Sexual dimorphism is a widely acknowledged biological phenomenon, yet the mechanisms underlying specific developmental dimorphisms are largely unknown. As a result of the defined connectome available for both C. elegans males and hermaphrodites, it is clear that there are dimorphic wiring differences in shared neurons between the adult animals of the two sexes (1). Several of these dimorphisms are found in the phasmid sensory neurons, whose synapses onto the command interneurons are sexually dimorphic, suggesting that they have sex-specific functions. I am confirming the predicted sex-specific functions of the phasmid neurons using behavioral assays. To study how these dimorphic patterns of connectivity (and function) are established, I am using transsynaptic labeling (GRASP technology; 2) to visualize both male-specific and hermaphrodite-specific synaptic connections of phasmid neurons. Sexual determination is regulated across many invertebrate and vertebrate species by the highly-conserved doublesex/mab (DM) domain genes. In C. elegans, the DM domain class contains 11 paralogs, the majority of which have no known function. I analyzed expression patterns for 8 of the dmd genes in both larval and adult stages in the two sexes to identify dimorphisms, and identified
dmd-4 as a candidate for dimorphic regulation in the PHA and PHB phasmid neurons.
dmd-4 is an embryonic lethal gene, so I am generating a conditional knockout allele and perform mosaic rescue analysis to determine if
dmd-4 is part of the genetic regulatory system for dimorphism in the phasmid neurons, and if this function is cell-autonomous. Ultimately, we will seek to elucidate the genetic regulatory logic of dimorphisms in shared neurons.1. Jarrell TA, Wang Y, Bloniarz AE, Brittin CA, Xu M, Thomson JN, Albertson DG, Hall DH, Emmons SW. 2012. Science 337, 437-444.2. Feinberg EH, VanHoven MK, Bendesky A, Wang G, Fetter RD, Shen K, Bargmann CI. 2008. Neuron 57(3), 353-363.

### LISTED ENTRIES

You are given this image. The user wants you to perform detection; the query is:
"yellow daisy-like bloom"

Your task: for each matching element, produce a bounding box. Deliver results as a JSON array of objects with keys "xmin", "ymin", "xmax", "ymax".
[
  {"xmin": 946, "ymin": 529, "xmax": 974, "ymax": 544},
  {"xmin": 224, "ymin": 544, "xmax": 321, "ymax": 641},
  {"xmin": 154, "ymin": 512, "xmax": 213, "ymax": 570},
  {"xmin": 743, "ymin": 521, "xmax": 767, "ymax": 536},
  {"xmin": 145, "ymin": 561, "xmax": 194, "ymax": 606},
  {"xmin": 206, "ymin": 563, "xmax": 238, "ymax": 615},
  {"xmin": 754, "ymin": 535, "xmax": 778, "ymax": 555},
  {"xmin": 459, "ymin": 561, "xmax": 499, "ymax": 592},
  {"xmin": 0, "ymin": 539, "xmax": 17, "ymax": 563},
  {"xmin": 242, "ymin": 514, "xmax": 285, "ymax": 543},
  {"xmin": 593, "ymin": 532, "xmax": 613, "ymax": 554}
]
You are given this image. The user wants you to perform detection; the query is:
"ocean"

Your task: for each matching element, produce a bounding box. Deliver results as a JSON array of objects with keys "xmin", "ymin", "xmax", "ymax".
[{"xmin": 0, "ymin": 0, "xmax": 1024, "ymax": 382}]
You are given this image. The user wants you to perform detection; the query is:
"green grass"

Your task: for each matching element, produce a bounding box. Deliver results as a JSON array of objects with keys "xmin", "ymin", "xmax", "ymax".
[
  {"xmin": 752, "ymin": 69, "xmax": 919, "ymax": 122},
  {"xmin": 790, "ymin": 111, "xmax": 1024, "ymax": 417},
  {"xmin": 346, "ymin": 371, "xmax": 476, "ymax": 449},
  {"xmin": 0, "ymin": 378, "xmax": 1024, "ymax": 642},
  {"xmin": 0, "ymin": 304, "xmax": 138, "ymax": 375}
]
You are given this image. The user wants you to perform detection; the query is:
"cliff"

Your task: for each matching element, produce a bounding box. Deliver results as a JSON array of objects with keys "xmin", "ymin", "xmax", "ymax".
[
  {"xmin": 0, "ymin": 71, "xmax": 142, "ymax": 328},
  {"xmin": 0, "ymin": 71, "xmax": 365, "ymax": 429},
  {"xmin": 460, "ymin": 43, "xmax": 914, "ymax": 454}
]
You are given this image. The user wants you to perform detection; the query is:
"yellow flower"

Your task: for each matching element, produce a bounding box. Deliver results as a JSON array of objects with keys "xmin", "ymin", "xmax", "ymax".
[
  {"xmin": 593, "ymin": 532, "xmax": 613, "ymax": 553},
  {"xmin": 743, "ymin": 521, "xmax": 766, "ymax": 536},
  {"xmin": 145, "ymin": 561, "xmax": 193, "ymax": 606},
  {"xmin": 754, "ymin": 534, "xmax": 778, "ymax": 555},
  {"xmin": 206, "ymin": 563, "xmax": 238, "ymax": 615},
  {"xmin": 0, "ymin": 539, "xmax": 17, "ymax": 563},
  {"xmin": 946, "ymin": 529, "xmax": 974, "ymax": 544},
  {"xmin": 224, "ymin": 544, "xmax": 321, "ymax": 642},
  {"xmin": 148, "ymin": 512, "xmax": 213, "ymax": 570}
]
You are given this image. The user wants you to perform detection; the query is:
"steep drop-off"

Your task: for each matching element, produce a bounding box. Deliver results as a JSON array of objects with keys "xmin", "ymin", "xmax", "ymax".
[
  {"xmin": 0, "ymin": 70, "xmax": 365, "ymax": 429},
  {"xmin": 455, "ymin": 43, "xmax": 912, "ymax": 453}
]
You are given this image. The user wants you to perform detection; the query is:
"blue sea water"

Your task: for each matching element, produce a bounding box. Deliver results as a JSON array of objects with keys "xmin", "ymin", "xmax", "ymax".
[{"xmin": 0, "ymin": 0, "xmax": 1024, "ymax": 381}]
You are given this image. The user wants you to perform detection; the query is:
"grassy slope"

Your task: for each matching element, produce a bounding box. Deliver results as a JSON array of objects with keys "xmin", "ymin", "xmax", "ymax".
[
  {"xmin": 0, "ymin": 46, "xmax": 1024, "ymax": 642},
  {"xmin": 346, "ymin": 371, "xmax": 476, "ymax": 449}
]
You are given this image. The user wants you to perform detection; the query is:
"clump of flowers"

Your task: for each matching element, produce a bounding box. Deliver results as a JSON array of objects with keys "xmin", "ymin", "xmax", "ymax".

### WORK TO BE COMPLETED
In the research summary on sex differences in C. elegans neurons, which gene was picked out as a candidate for dimorphic regulation in the PHA and PHB phasmid neurons?

### ANSWER TO THIS TASK
dmd-4